Dynamic public market strategies operating within a systematic investment framework have the potential to deliver equity-like returns with significantly lower drawdowns.


In Brief

  • Stop obsessing over correlations. If you have an asset that goes up when another goes down, that sounds like a diversifier. But how much up and how much down matters more.

  • The US Aggregate is the wrong bond allocation for most investors. Swapping the

    Agg for cash in a 60/40 portfolio from 2006 to 2024 delivered nearly identical returns

    and risk (see page 6). You actually want some volatility in your bond allocation.

  • Static allocations don’t work. A rigid 60/40 structure crumbles when markets move

    in unexpected ways. A dynamic multi-asset strategy embraces the chaos.

  • You don’t have to sacrifice liquidity—there’s an alternative to alternatives. Start with

    better ingredients, add some dynamism and you can get a blend of liquid, public assets

    that can generate an attractive return with real downside protection—all while keeping

    the liquidity that does not exist in the crowded private credit and private equity space.

*Objective 1*
For the investment strategy text above, say whether each statement agrees with it, answering yes or no and quoting the words that decide it: (a) Static allocations work well. (b) Investors want some volatility in their bond allocation. (c) Liquidity must be sacrificed to get downside protection.
*Objective 2*
According to the investment strategy text above, over what years did swapping the Agg for cash in a 60/40 portfolio deliver nearly identical returns and risk?
*Objective 3*
Continue the investment strategy text above, picking up after its last sentence.

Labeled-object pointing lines
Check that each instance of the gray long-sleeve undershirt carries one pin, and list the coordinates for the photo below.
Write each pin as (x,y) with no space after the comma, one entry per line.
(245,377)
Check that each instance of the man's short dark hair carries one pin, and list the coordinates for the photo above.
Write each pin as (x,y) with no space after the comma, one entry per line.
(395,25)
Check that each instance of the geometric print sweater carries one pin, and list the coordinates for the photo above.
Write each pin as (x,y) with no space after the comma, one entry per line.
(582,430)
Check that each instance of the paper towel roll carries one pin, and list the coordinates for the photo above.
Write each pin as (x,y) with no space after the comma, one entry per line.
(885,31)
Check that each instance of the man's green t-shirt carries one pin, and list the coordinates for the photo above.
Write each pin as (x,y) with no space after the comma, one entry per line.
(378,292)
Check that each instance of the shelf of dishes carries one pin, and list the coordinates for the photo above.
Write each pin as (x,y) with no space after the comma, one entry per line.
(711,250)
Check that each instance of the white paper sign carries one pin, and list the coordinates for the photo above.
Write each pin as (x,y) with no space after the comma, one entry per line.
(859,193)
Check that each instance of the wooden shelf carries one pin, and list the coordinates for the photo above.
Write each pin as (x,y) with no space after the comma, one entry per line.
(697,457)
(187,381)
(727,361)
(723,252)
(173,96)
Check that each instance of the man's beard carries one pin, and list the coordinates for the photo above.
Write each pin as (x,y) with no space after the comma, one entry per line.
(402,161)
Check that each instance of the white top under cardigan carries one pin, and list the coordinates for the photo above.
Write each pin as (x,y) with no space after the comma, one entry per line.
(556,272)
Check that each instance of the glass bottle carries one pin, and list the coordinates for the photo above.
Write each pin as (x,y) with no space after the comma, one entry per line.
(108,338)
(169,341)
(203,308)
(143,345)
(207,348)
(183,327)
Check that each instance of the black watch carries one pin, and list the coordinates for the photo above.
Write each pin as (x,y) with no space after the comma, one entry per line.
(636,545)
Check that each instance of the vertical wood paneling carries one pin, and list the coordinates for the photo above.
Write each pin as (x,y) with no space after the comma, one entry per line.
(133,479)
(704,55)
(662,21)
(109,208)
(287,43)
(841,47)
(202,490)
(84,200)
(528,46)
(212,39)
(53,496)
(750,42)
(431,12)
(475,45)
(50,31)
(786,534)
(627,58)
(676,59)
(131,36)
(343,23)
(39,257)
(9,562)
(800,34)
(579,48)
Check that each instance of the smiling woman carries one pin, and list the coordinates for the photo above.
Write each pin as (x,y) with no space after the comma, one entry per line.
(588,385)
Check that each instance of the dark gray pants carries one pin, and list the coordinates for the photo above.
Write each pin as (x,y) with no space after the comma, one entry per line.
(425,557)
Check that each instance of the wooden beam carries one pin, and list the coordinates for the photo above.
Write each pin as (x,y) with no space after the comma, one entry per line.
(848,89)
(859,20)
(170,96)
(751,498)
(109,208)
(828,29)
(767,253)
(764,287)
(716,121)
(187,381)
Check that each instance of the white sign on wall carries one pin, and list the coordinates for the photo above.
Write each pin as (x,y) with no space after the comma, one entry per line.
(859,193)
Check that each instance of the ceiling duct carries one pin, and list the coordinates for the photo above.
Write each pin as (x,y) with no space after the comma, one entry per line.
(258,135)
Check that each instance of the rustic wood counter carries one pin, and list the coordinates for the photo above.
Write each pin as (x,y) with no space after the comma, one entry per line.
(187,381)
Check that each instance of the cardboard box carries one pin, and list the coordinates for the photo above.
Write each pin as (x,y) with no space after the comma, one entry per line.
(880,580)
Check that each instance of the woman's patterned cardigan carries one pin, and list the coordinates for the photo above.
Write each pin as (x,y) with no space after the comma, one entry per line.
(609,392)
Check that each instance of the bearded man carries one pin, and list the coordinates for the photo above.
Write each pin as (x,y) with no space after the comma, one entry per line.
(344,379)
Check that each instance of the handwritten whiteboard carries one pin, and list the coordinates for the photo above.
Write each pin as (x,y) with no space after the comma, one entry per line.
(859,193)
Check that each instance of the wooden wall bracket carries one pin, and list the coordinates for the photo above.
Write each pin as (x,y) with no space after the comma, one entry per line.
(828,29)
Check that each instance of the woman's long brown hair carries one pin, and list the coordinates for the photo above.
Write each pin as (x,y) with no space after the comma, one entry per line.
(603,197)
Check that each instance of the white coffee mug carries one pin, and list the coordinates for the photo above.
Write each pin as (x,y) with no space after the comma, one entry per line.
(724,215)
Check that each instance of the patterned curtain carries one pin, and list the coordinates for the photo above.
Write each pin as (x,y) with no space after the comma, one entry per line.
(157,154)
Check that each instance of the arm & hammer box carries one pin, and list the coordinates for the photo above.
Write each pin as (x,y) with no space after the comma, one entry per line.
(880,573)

*Exercise output 1*
(a) No: "Static allocations don’t work."
(b) Yes: "You actually want some volatility in your bond allocation."
(c) No: "You don’t have to sacrifice liquidity"

*Exercise output 2*
From 2006 to 2024.

*Exercise output 3*
60/40 Enters the 24/7 Breaking News Cycle


The 60/40 portfolio is back in focus.


One awful year, some hand wringing over flipped correlations and here we are, ready to

embrace a world where privates and alternatives become the diversification antidote for

public portfolios.


Not so fast.


Ditching the traditional 60/40—60% S&P 500, 40% US Aggregate—is the right move.

That portfolio is a blunt instrument. Dump equities and bonds into a pot, stir once and

forget about it, then call it diversification. A kitchen-sink approach to asset allocation.


Toss that out.


But giving up on public markets altogether? That’s another mistake—especially if the

alternative is crowded private credit and private equity strategies, where capital is piling up

and liquidity is scarce.


Maybe there was a time, post-2008, when middle-market private strategies had real

advantages—high “barriers to entry” and genuine “market inefficiencies” that created

favorable lending conditions for those with the right expertise and network. But today?

When $15, $20 billion is being raised for a single private fund? If you still believe the

same edge exists, I’ve got a timeshare to sell you.


Balanced public market portfolios are not dead. They just need a modern makeover.

Start by fixing the ingredients, add some dynamism and you get a blend of liquid,

public assets that can potentially do what investors hoped the original 60/40 would

do (but never could):


Generate an attractive return with less volatility than equities and with real downside

protection. All while keeping the liquidity that does not exist in the crowded private

credit and equity space.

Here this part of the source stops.